** Text passage **
....

Because actual results or outcomes could differ materially from those expressed in any forward-looking statements, investors should not place undue reliance on any such forward-looking statements. By their nature, forward-looking statements involve numerous assumptions, inherent risks and uncertainties, both general and specific, which contribute to the possibility that the predicted outcomes will not occur. Some of these risks, uncertainties and other factors are similar to those faced by other oil and gas companies and some are unique to Husky.

The Company’s Annual Information Form for the year ended December 31, 2016 and other documents filed with securities regulatory authorities (accessible through the SEDAR website www.sedar.com and the EDGAR website www.sec.gov) describe risks, material assumptions and other factors that could influence actual results and are incorporated herein by reference.

....

** Data **

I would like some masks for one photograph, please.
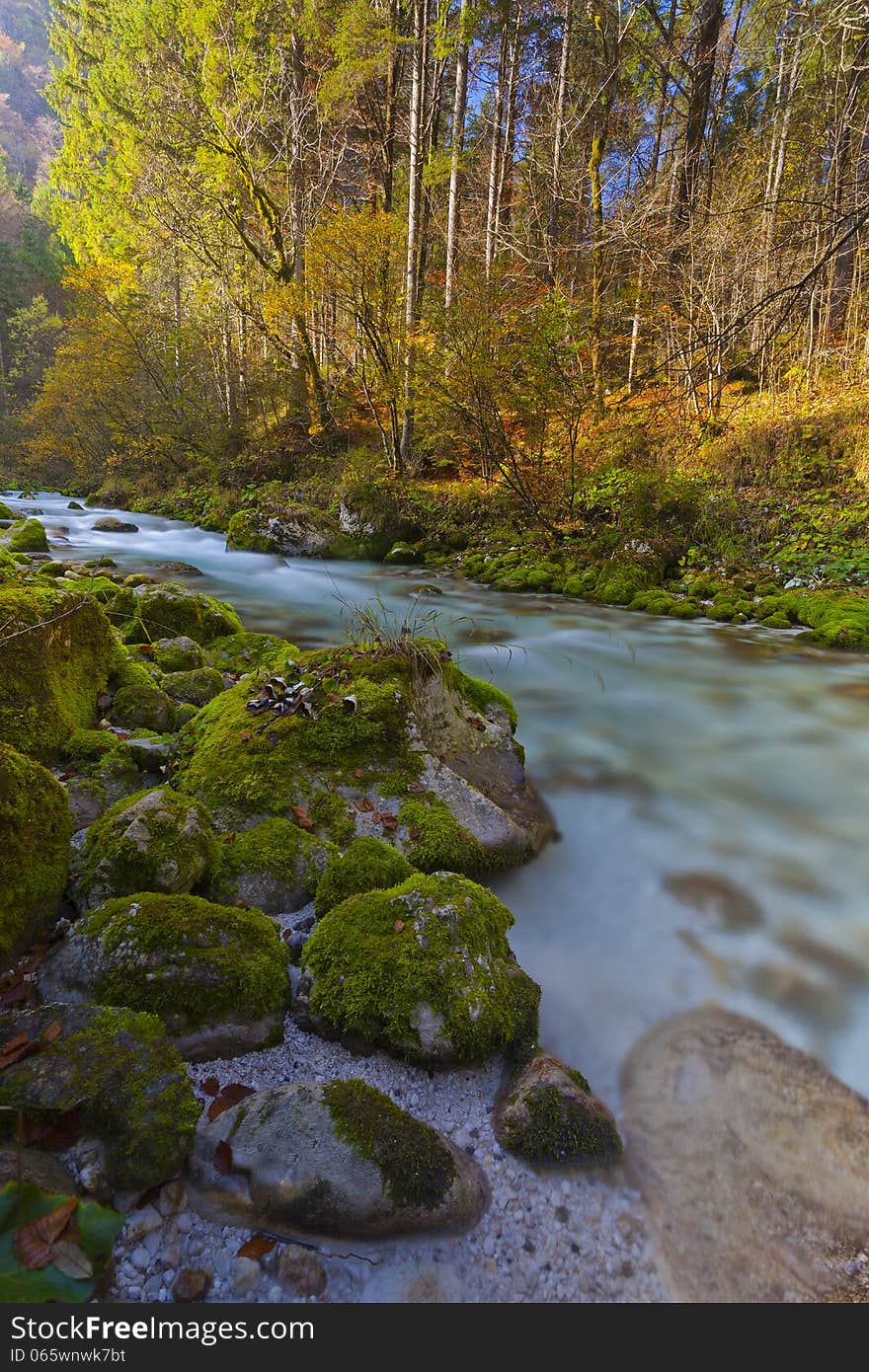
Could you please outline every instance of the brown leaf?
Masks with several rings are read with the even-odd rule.
[[[270,1253],[275,1247],[275,1239],[266,1239],[265,1233],[254,1233],[253,1239],[243,1243],[236,1258],[253,1258],[258,1262],[259,1258],[265,1258],[266,1253]]]
[[[32,1220],[15,1232],[12,1247],[22,1268],[34,1272],[48,1266],[52,1259],[52,1244],[66,1229],[77,1205],[78,1196],[70,1196],[48,1214]]]
[[[221,1139],[214,1150],[214,1168],[221,1177],[232,1172],[232,1148],[227,1139]]]
[[[91,1258],[84,1249],[80,1249],[77,1243],[71,1243],[69,1239],[58,1239],[51,1250],[51,1261],[65,1277],[85,1281],[93,1276]]]

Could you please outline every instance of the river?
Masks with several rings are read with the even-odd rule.
[[[868,659],[430,569],[232,552],[177,520],[66,506],[15,501],[41,512],[58,557],[192,564],[202,575],[177,579],[299,646],[335,642],[372,598],[435,612],[465,670],[513,697],[563,837],[494,886],[544,988],[545,1045],[604,1098],[638,1034],[708,1000],[869,1093]],[[139,532],[95,532],[104,513]]]

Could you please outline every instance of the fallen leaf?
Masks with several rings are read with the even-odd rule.
[[[52,1244],[66,1229],[77,1205],[78,1196],[70,1196],[48,1214],[32,1220],[30,1224],[22,1225],[15,1232],[12,1247],[22,1268],[36,1272],[48,1266],[52,1258]]]
[[[258,1262],[259,1258],[265,1258],[266,1253],[270,1253],[275,1247],[275,1239],[266,1239],[265,1233],[254,1233],[253,1239],[243,1243],[236,1258],[253,1258]]]
[[[214,1150],[214,1168],[221,1177],[232,1170],[232,1148],[227,1139],[221,1139]]]
[[[73,1277],[76,1281],[85,1281],[93,1276],[91,1258],[84,1249],[80,1249],[77,1243],[71,1243],[69,1239],[58,1239],[51,1250],[51,1261],[58,1272],[62,1272],[65,1277]]]

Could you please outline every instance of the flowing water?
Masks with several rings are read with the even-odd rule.
[[[220,534],[51,494],[15,505],[43,512],[59,557],[192,564],[202,575],[178,580],[299,646],[335,642],[372,598],[437,612],[464,667],[513,697],[560,826],[494,885],[544,988],[546,1047],[604,1096],[640,1033],[704,1000],[869,1093],[869,659],[430,569],[228,552]],[[104,513],[139,532],[95,532]]]

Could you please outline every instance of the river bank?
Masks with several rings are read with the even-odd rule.
[[[43,510],[52,563],[111,557],[117,568],[103,571],[121,582],[181,578],[232,600],[246,628],[292,634],[303,646],[339,637],[347,604],[372,591],[399,615],[419,605],[420,591],[423,605],[438,606],[475,675],[516,697],[529,767],[566,834],[534,863],[490,878],[519,916],[511,937],[522,965],[544,986],[544,1044],[588,1072],[616,1110],[619,1066],[636,1039],[710,996],[750,1008],[859,1080],[866,943],[855,822],[866,772],[854,761],[866,702],[858,657],[820,653],[788,631],[502,597],[443,572],[432,580],[424,569],[227,552],[216,535],[132,512],[121,523],[137,523],[135,532],[102,531],[93,527],[102,512],[67,504],[45,494],[29,502]],[[791,785],[806,767],[810,792]],[[479,1158],[493,1190],[467,1238],[397,1242],[371,1270],[317,1255],[329,1298],[660,1298],[645,1205],[621,1172],[538,1174],[500,1150],[490,1124],[500,1065],[431,1080],[380,1054],[354,1058],[291,1024],[286,1034],[283,1047],[196,1067],[192,1078],[202,1083],[213,1067],[221,1083],[259,1088],[299,1062],[317,1078],[362,1074]],[[178,1264],[205,1251],[216,1254],[214,1295],[273,1298],[283,1249],[265,1255],[258,1275],[236,1270],[243,1231],[194,1216],[178,1225],[187,1210],[165,1207],[159,1221],[154,1205],[144,1220],[130,1216],[118,1291],[162,1299]],[[518,1236],[534,1253],[523,1247],[511,1262]],[[167,1257],[143,1280],[140,1265],[158,1246]]]

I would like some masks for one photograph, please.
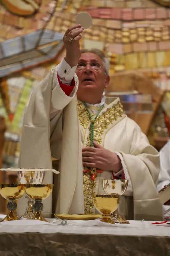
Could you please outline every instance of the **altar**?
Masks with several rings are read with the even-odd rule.
[[[99,220],[36,220],[0,223],[0,255],[170,255],[170,225],[129,221],[103,224]]]

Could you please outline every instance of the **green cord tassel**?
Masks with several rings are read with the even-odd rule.
[[[84,102],[82,101],[81,101],[81,102],[83,102],[83,103],[85,107],[86,107],[86,110],[87,110],[87,113],[88,113],[89,116],[89,117],[90,118],[90,121],[91,122],[91,138],[90,138],[90,141],[91,142],[91,146],[92,147],[94,147],[94,143],[93,143],[93,141],[94,140],[94,123],[95,122],[96,119],[99,115],[99,113],[101,111],[102,109],[104,107],[104,104],[102,105],[102,106],[98,111],[98,113],[97,113],[97,114],[93,118],[93,117],[92,116],[92,115],[90,114],[90,112],[89,111],[89,108],[88,107],[88,106],[87,106],[86,102]]]

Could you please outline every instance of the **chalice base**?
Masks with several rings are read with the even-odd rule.
[[[46,221],[48,222],[43,217],[41,212],[35,212],[34,216],[32,218],[32,220],[38,220],[39,221]]]
[[[121,216],[117,210],[111,213],[111,219],[116,223],[129,224],[129,221],[124,218]]]
[[[114,221],[111,219],[110,215],[105,215],[102,214],[102,218],[100,221],[103,222],[105,222],[107,223],[110,223],[110,224],[115,224]]]
[[[19,218],[16,214],[15,211],[9,211],[8,213],[4,218],[0,221],[16,221],[19,220]]]

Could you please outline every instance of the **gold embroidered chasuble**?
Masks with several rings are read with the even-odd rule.
[[[109,98],[108,98],[109,99]],[[100,113],[94,123],[94,139],[98,144],[103,146],[105,136],[107,131],[115,125],[125,116],[123,106],[118,98],[112,98],[111,103],[107,105],[105,104],[104,107]],[[78,100],[77,107],[78,118],[81,126],[83,141],[83,147],[91,146],[91,126],[90,118],[83,103]],[[94,117],[100,107],[89,107],[92,116]],[[87,169],[87,167],[85,167]],[[86,213],[94,213],[95,209],[93,202],[94,193],[98,193],[99,183],[100,180],[100,174],[95,172],[94,180],[92,176],[95,168],[91,169],[91,171],[83,174],[83,191],[84,205]],[[111,176],[110,172],[109,175]],[[109,174],[108,173],[108,174]]]

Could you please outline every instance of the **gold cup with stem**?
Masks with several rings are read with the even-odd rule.
[[[41,212],[44,206],[42,200],[46,199],[52,191],[53,184],[26,184],[25,189],[28,196],[35,202],[33,205],[34,215],[32,219],[48,221],[44,219]]]
[[[97,210],[102,213],[102,219],[100,221],[115,224],[115,222],[111,218],[110,214],[118,207],[120,196],[118,194],[93,195],[94,206]]]
[[[41,170],[34,170],[33,168],[25,168],[17,171],[20,182],[24,184],[41,184],[43,181],[45,171]],[[20,219],[31,219],[33,216],[33,205],[34,202],[27,195],[25,198],[27,200],[26,208],[24,213],[20,217]]]
[[[107,195],[118,194],[123,195],[126,191],[128,184],[127,179],[103,179],[101,180],[103,189]],[[111,214],[111,219],[116,223],[129,224],[129,221],[123,218],[117,208]]]
[[[0,184],[0,194],[9,201],[7,204],[8,213],[1,221],[19,219],[16,214],[17,205],[15,200],[25,194],[25,185],[24,184]]]

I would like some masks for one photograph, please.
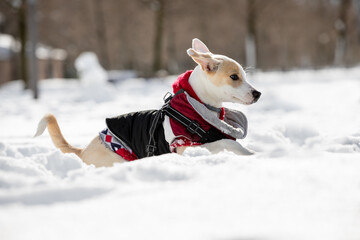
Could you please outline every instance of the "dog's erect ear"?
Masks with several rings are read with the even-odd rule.
[[[201,53],[208,53],[210,52],[208,47],[200,41],[200,39],[194,38],[192,42],[192,47],[195,51],[201,52]]]
[[[203,71],[214,72],[218,69],[220,61],[213,58],[212,53],[201,53],[192,48],[187,50],[187,54],[201,66]]]

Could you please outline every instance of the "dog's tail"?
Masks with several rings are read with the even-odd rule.
[[[46,114],[39,122],[37,131],[34,137],[40,136],[48,128],[51,140],[57,148],[59,148],[63,153],[75,153],[81,157],[81,148],[71,146],[64,138],[60,131],[59,124],[54,115]]]

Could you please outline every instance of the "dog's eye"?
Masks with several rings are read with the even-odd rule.
[[[239,76],[237,74],[230,75],[230,78],[234,81],[239,80]]]

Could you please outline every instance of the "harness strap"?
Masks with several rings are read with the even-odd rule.
[[[192,134],[195,133],[201,139],[205,140],[207,132],[200,127],[198,122],[187,118],[182,113],[172,108],[170,104],[167,104],[165,108],[163,108],[163,111],[166,115],[168,115],[169,117],[175,119],[176,121],[184,125],[186,127],[186,130],[188,130],[190,133]]]
[[[173,107],[170,106],[170,101],[173,99],[174,96],[183,93],[184,90],[179,90],[175,95],[166,94],[164,96],[165,104],[162,106],[162,108],[156,113],[155,119],[152,122],[152,125],[150,127],[150,139],[149,143],[146,146],[146,153],[148,157],[154,156],[156,151],[156,140],[154,138],[155,130],[159,124],[159,119],[162,118],[163,114],[166,114],[168,117],[175,119],[179,123],[181,123],[183,126],[186,127],[186,129],[191,134],[196,134],[201,138],[201,142],[206,141],[214,141],[218,139],[222,139],[224,135],[216,130],[215,128],[210,128],[209,131],[205,131],[203,128],[201,128],[200,124],[195,121],[191,120],[185,115],[183,115],[181,112],[177,111]]]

....

Reproduce the passage about forward-looking statements in full, word for word.

Because actual results or outcomes could differ materially from those expressed in any forward-looking statements, investors should not place undue reliance on any such forward-looking statements. By their nature, forward-looking statements involve numerous assumptions, inherent risks and uncertainties, both general and specific, which contribute to the possibility that the predicted outcomes will not occur. Some of these risks, uncertainties and other factors are similar to those faced by other oil and gas companies and some are unique to Husky.

The Company’s Annual Information Form for the year ended December 31, 2016 and other documents filed with securities regulatory authorities (accessible through the SEDAR website www.sedar.com and the EDGAR website www.sec.gov) describe risks, material assumptions and other factors that could influence actual results and are incorporated herein by reference.